From Engineer to Team Lead: The Architecture Decisions That Actually Defined Our Backend

In January 2026, my title changed from Senior Software Engineer to Team Lead (Backend) at Root Devs. The change felt incremental on paper. The reality was a fundamentally different job.

As a senior engineer, your primary leverage is the quality of your own code. As a team lead, your leverage is the quality of the systems and standards that shape how other engineers write theirs. The mental shift is significant — and the architecture decisions you make carry different weight when you're making them for an entire team.

Six months in, here's what I've learned.

The First Big Decision: Service Boundaries

The most consequential architectural decision I made in my first month wasn't about databases or frameworks — it was about where to draw service boundaries on a system that had grown organically.

We had a monolith. Not a big-ball-of-mud monolith, but a NestJS application with ~15 modules where the boundaries were blurry. Over time, modules had accumulated cross-imports that made them impossible to extract cleanly. The UserModule knew about NotificationModule which knew about UserModule. Circular dependencies, patched with forwardRef().

The question I faced: microservices now, or disciplined monolith?

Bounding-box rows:
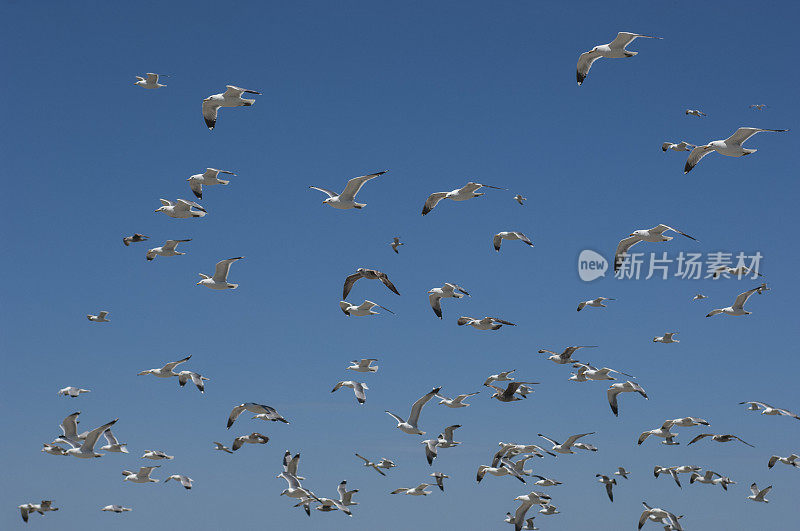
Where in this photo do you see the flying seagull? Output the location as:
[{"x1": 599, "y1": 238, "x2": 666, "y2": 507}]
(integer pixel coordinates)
[
  {"x1": 683, "y1": 127, "x2": 788, "y2": 173},
  {"x1": 578, "y1": 31, "x2": 661, "y2": 85},
  {"x1": 203, "y1": 85, "x2": 261, "y2": 131},
  {"x1": 309, "y1": 170, "x2": 389, "y2": 210}
]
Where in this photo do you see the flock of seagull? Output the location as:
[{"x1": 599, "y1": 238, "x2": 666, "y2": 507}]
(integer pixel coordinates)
[{"x1": 19, "y1": 32, "x2": 800, "y2": 531}]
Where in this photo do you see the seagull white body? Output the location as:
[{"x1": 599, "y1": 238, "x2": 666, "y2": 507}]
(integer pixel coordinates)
[
  {"x1": 309, "y1": 170, "x2": 388, "y2": 210},
  {"x1": 58, "y1": 386, "x2": 92, "y2": 398},
  {"x1": 706, "y1": 284, "x2": 768, "y2": 317},
  {"x1": 134, "y1": 72, "x2": 166, "y2": 89},
  {"x1": 122, "y1": 465, "x2": 161, "y2": 483},
  {"x1": 86, "y1": 311, "x2": 111, "y2": 323},
  {"x1": 203, "y1": 85, "x2": 261, "y2": 131},
  {"x1": 386, "y1": 387, "x2": 442, "y2": 435},
  {"x1": 492, "y1": 231, "x2": 533, "y2": 253},
  {"x1": 186, "y1": 168, "x2": 236, "y2": 199},
  {"x1": 154, "y1": 199, "x2": 207, "y2": 219},
  {"x1": 138, "y1": 354, "x2": 192, "y2": 378},
  {"x1": 345, "y1": 358, "x2": 378, "y2": 372},
  {"x1": 145, "y1": 238, "x2": 192, "y2": 262},
  {"x1": 577, "y1": 31, "x2": 661, "y2": 85},
  {"x1": 428, "y1": 282, "x2": 470, "y2": 319},
  {"x1": 339, "y1": 300, "x2": 394, "y2": 317},
  {"x1": 422, "y1": 182, "x2": 506, "y2": 216},
  {"x1": 196, "y1": 256, "x2": 244, "y2": 289},
  {"x1": 683, "y1": 127, "x2": 788, "y2": 174},
  {"x1": 653, "y1": 332, "x2": 680, "y2": 343}
]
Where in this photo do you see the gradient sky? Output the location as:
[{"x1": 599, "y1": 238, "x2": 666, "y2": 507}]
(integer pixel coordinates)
[{"x1": 0, "y1": 1, "x2": 800, "y2": 530}]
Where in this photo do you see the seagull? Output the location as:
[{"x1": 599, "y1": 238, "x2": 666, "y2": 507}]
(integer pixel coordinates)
[
  {"x1": 203, "y1": 85, "x2": 261, "y2": 131},
  {"x1": 346, "y1": 358, "x2": 378, "y2": 372},
  {"x1": 578, "y1": 31, "x2": 661, "y2": 86},
  {"x1": 144, "y1": 238, "x2": 192, "y2": 262},
  {"x1": 739, "y1": 402, "x2": 800, "y2": 420},
  {"x1": 614, "y1": 223, "x2": 697, "y2": 272},
  {"x1": 428, "y1": 282, "x2": 471, "y2": 319},
  {"x1": 389, "y1": 483, "x2": 431, "y2": 496},
  {"x1": 539, "y1": 431, "x2": 594, "y2": 454},
  {"x1": 86, "y1": 310, "x2": 111, "y2": 323},
  {"x1": 661, "y1": 140, "x2": 694, "y2": 153},
  {"x1": 539, "y1": 345, "x2": 597, "y2": 365},
  {"x1": 122, "y1": 465, "x2": 161, "y2": 483},
  {"x1": 356, "y1": 454, "x2": 391, "y2": 476},
  {"x1": 196, "y1": 256, "x2": 244, "y2": 289},
  {"x1": 58, "y1": 386, "x2": 92, "y2": 398},
  {"x1": 653, "y1": 332, "x2": 680, "y2": 343},
  {"x1": 578, "y1": 297, "x2": 617, "y2": 311},
  {"x1": 309, "y1": 170, "x2": 389, "y2": 210},
  {"x1": 767, "y1": 454, "x2": 800, "y2": 468},
  {"x1": 164, "y1": 474, "x2": 194, "y2": 490},
  {"x1": 138, "y1": 354, "x2": 192, "y2": 378},
  {"x1": 687, "y1": 433, "x2": 755, "y2": 448},
  {"x1": 41, "y1": 444, "x2": 67, "y2": 458},
  {"x1": 594, "y1": 474, "x2": 617, "y2": 502},
  {"x1": 339, "y1": 299, "x2": 394, "y2": 317},
  {"x1": 430, "y1": 472, "x2": 450, "y2": 492},
  {"x1": 386, "y1": 387, "x2": 442, "y2": 435},
  {"x1": 134, "y1": 72, "x2": 169, "y2": 89},
  {"x1": 186, "y1": 168, "x2": 236, "y2": 199},
  {"x1": 606, "y1": 380, "x2": 649, "y2": 417},
  {"x1": 436, "y1": 391, "x2": 480, "y2": 409},
  {"x1": 65, "y1": 419, "x2": 119, "y2": 459},
  {"x1": 486, "y1": 382, "x2": 539, "y2": 402},
  {"x1": 389, "y1": 236, "x2": 405, "y2": 254},
  {"x1": 331, "y1": 380, "x2": 369, "y2": 404},
  {"x1": 492, "y1": 232, "x2": 533, "y2": 253},
  {"x1": 213, "y1": 441, "x2": 233, "y2": 454},
  {"x1": 706, "y1": 284, "x2": 768, "y2": 317},
  {"x1": 483, "y1": 369, "x2": 517, "y2": 385},
  {"x1": 747, "y1": 483, "x2": 772, "y2": 503},
  {"x1": 422, "y1": 182, "x2": 507, "y2": 216},
  {"x1": 231, "y1": 431, "x2": 269, "y2": 452},
  {"x1": 456, "y1": 316, "x2": 517, "y2": 330},
  {"x1": 686, "y1": 109, "x2": 708, "y2": 118},
  {"x1": 100, "y1": 430, "x2": 128, "y2": 454},
  {"x1": 178, "y1": 371, "x2": 210, "y2": 393},
  {"x1": 100, "y1": 505, "x2": 133, "y2": 513},
  {"x1": 637, "y1": 420, "x2": 678, "y2": 445},
  {"x1": 342, "y1": 267, "x2": 400, "y2": 299},
  {"x1": 683, "y1": 127, "x2": 788, "y2": 174},
  {"x1": 142, "y1": 450, "x2": 175, "y2": 461},
  {"x1": 228, "y1": 402, "x2": 289, "y2": 429},
  {"x1": 155, "y1": 199, "x2": 208, "y2": 219},
  {"x1": 122, "y1": 232, "x2": 150, "y2": 247}
]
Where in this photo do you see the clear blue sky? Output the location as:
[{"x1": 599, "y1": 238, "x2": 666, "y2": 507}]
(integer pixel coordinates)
[{"x1": 0, "y1": 1, "x2": 800, "y2": 530}]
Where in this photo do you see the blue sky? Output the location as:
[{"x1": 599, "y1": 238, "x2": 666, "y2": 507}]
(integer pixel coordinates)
[{"x1": 0, "y1": 1, "x2": 800, "y2": 530}]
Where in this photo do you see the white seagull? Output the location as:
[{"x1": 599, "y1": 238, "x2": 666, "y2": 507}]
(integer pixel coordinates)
[
  {"x1": 203, "y1": 85, "x2": 261, "y2": 131},
  {"x1": 428, "y1": 282, "x2": 470, "y2": 319},
  {"x1": 186, "y1": 168, "x2": 236, "y2": 199},
  {"x1": 492, "y1": 232, "x2": 533, "y2": 253},
  {"x1": 196, "y1": 256, "x2": 244, "y2": 289},
  {"x1": 683, "y1": 127, "x2": 788, "y2": 174},
  {"x1": 309, "y1": 170, "x2": 389, "y2": 210},
  {"x1": 422, "y1": 182, "x2": 507, "y2": 216},
  {"x1": 144, "y1": 238, "x2": 192, "y2": 262},
  {"x1": 386, "y1": 387, "x2": 442, "y2": 435},
  {"x1": 155, "y1": 199, "x2": 207, "y2": 219},
  {"x1": 706, "y1": 284, "x2": 769, "y2": 317},
  {"x1": 578, "y1": 31, "x2": 661, "y2": 85}
]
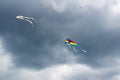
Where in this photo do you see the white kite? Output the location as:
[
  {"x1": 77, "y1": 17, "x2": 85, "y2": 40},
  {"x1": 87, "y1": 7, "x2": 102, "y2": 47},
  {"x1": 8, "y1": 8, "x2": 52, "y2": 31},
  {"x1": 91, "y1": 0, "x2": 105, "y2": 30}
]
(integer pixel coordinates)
[{"x1": 16, "y1": 15, "x2": 37, "y2": 27}]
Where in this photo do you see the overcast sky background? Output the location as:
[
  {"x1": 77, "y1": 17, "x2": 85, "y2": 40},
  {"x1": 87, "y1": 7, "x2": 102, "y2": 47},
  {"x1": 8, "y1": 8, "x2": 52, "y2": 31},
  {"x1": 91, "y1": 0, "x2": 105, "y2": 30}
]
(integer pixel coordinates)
[{"x1": 0, "y1": 0, "x2": 120, "y2": 80}]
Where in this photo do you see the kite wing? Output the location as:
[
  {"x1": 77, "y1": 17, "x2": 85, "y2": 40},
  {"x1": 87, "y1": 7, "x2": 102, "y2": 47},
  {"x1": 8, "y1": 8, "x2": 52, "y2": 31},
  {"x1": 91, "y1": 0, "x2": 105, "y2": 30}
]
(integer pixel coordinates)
[
  {"x1": 65, "y1": 36, "x2": 87, "y2": 53},
  {"x1": 16, "y1": 15, "x2": 37, "y2": 27}
]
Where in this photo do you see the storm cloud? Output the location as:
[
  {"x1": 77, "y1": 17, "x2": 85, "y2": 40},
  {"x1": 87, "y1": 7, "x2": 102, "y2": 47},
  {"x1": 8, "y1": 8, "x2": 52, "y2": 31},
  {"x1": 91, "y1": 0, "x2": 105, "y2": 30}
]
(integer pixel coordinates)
[{"x1": 0, "y1": 0, "x2": 120, "y2": 80}]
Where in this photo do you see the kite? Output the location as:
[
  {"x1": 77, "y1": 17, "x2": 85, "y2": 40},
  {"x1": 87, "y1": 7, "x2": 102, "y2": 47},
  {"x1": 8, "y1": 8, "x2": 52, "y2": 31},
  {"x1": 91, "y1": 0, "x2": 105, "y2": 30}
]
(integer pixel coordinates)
[
  {"x1": 65, "y1": 36, "x2": 87, "y2": 53},
  {"x1": 16, "y1": 15, "x2": 37, "y2": 27}
]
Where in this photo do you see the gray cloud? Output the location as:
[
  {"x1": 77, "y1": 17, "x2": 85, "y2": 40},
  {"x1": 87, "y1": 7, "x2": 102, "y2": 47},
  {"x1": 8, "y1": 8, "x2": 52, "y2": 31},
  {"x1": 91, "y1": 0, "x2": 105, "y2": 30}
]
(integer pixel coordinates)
[{"x1": 0, "y1": 0, "x2": 120, "y2": 74}]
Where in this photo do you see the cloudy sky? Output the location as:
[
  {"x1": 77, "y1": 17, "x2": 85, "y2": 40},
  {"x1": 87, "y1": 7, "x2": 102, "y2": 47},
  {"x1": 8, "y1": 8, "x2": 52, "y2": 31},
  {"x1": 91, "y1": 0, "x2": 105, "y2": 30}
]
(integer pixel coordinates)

* **What you need to do**
1: In the backend architecture article, write out everything from "Six months in, here's" down to "had grown organically.", substituting "first quarter" for "first month".
2: According to the backend architecture article, why could the modules in the monolith not be extracted cleanly?
Nothing in the rows matters here.

* **Responses by task**
1:
Six months in, here's what I've learned.

The First Big Decision: Service Boundaries

The most consequential architectural decision I made in my first quarter wasn't about databases or frameworks — it was about where to draw service boundaries on a system that had grown organically.

2: Over time the modules had built up cross-imports, so they depended on one another. UserModule knew about NotificationModule, which in turn knew about UserModule. These circular dependencies were patched with forwardRef().